▶ **YOUR TASK**
Write out the entries below exactly, starting at the first line and stopping after the line that contains "lol ok ignore the mess but can u find the cherry"; skip all pictures.

[GIVEN RECORDS — start]

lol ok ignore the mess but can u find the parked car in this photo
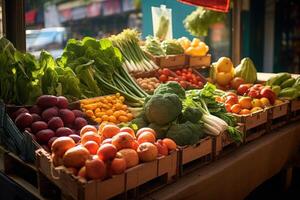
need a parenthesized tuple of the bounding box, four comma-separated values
(27, 27, 70, 58)
(26, 29, 40, 51)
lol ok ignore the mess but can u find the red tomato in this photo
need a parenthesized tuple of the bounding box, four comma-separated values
(179, 81, 187, 89)
(188, 68, 193, 73)
(159, 74, 168, 82)
(162, 68, 171, 76)
(168, 77, 174, 81)
(176, 70, 181, 76)
(196, 76, 201, 81)
(182, 69, 187, 73)
(182, 72, 187, 76)
(186, 73, 192, 79)
(237, 84, 251, 95)
(181, 75, 187, 81)
(174, 78, 179, 82)
(198, 82, 204, 88)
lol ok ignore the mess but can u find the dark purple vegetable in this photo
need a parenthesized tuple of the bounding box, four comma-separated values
(48, 117, 64, 131)
(36, 129, 55, 144)
(42, 107, 58, 122)
(69, 134, 81, 143)
(31, 114, 42, 122)
(48, 137, 58, 150)
(55, 127, 74, 137)
(29, 105, 41, 115)
(15, 113, 33, 129)
(11, 108, 29, 120)
(31, 121, 48, 134)
(72, 109, 84, 118)
(59, 109, 75, 124)
(74, 117, 87, 130)
(57, 96, 69, 109)
(36, 95, 58, 108)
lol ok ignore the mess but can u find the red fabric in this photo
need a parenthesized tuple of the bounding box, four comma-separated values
(178, 0, 230, 12)
(25, 9, 37, 24)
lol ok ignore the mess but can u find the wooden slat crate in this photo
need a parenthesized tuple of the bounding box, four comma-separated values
(155, 54, 187, 68)
(290, 99, 300, 121)
(36, 148, 179, 200)
(234, 110, 268, 143)
(178, 137, 212, 176)
(187, 54, 211, 68)
(267, 101, 289, 130)
(0, 146, 59, 200)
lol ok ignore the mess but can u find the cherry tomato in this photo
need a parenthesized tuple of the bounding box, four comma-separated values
(176, 70, 181, 76)
(186, 73, 192, 79)
(182, 69, 187, 73)
(168, 77, 174, 81)
(179, 81, 187, 89)
(181, 75, 187, 81)
(159, 74, 168, 82)
(196, 76, 201, 81)
(198, 81, 204, 88)
(174, 78, 179, 82)
(188, 68, 193, 73)
(162, 68, 171, 76)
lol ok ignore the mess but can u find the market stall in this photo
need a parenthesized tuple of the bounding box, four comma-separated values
(1, 0, 300, 200)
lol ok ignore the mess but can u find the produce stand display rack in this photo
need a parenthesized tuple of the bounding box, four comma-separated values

[GIVEN RECORDS — finish]

▶ **PROBLEM SOLUTION**
lol ok ignore the mess but can u find the parked car in this photo
need a parenthesized tuple of the bounding box, four comma-separated values
(27, 27, 70, 58)
(26, 29, 40, 51)
lol ok ignore the mess but can u find the red tomato in this photo
need a parenthesized tuple of the bounding box, four comma-separated values
(179, 81, 187, 89)
(188, 68, 193, 73)
(159, 74, 168, 82)
(162, 68, 171, 76)
(168, 77, 174, 81)
(176, 70, 181, 76)
(196, 76, 201, 81)
(182, 69, 187, 73)
(182, 72, 187, 76)
(186, 73, 192, 79)
(237, 84, 251, 95)
(181, 75, 187, 81)
(174, 78, 179, 82)
(198, 82, 204, 88)
lol ok ignore the mess but can u find the dark purple vegetable in this photo
need a parenthesized tuple of the bounding box, four comma-separated values
(48, 117, 64, 131)
(36, 129, 55, 144)
(42, 107, 58, 122)
(69, 134, 81, 143)
(31, 114, 42, 122)
(48, 137, 58, 150)
(55, 127, 74, 137)
(29, 105, 41, 115)
(15, 113, 33, 129)
(11, 108, 29, 120)
(31, 121, 48, 134)
(72, 109, 84, 118)
(59, 109, 75, 124)
(74, 117, 87, 130)
(57, 96, 69, 109)
(36, 95, 58, 108)
lol ok ignore the mess but can u find the red fabric in this photo
need a parenthesized tuple of the bounding box, four comma-separated values
(178, 0, 230, 12)
(25, 9, 37, 24)
lol ok ignore the mess but can u find the wooden slat crate in this photo
need a parenthesized tuple of the bounding box, four comma-separated values
(155, 54, 187, 68)
(290, 99, 300, 121)
(36, 148, 179, 200)
(234, 110, 268, 143)
(178, 137, 212, 176)
(187, 54, 211, 68)
(267, 101, 289, 130)
(0, 146, 59, 200)
lol ok ignore the mess but can u find the cherry tomato in this photo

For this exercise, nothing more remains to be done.